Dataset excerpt
** BEGIN **
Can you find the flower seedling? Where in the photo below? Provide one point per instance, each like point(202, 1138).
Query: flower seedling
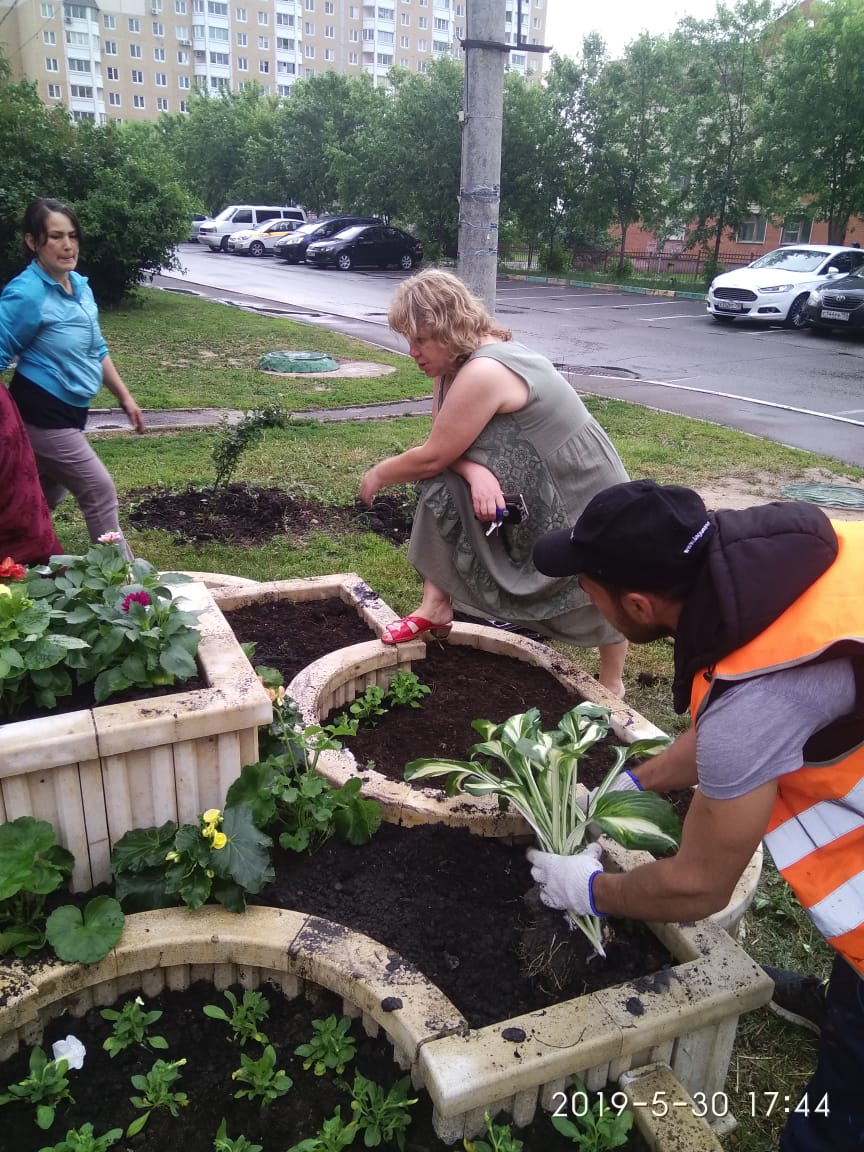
point(333, 1137)
point(84, 1139)
point(224, 1143)
point(381, 1116)
point(245, 1015)
point(262, 1080)
point(221, 857)
point(45, 1086)
point(157, 1092)
point(596, 1126)
point(331, 1048)
point(131, 1025)
point(369, 706)
point(540, 778)
point(500, 1139)
point(406, 690)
** END **
▶ **Aim of the exercise**: Quote every item above verbatim, leaving out the pictures.

▶ **Task solution**:
Can you find the flower seedling? Where in the photo below? Provide one point per instance, each like point(202, 1138).
Query: flower seedling
point(333, 1137)
point(84, 1139)
point(224, 1143)
point(381, 1116)
point(245, 1015)
point(262, 1080)
point(221, 857)
point(45, 1086)
point(157, 1092)
point(596, 1126)
point(331, 1048)
point(131, 1025)
point(369, 706)
point(540, 778)
point(500, 1139)
point(406, 690)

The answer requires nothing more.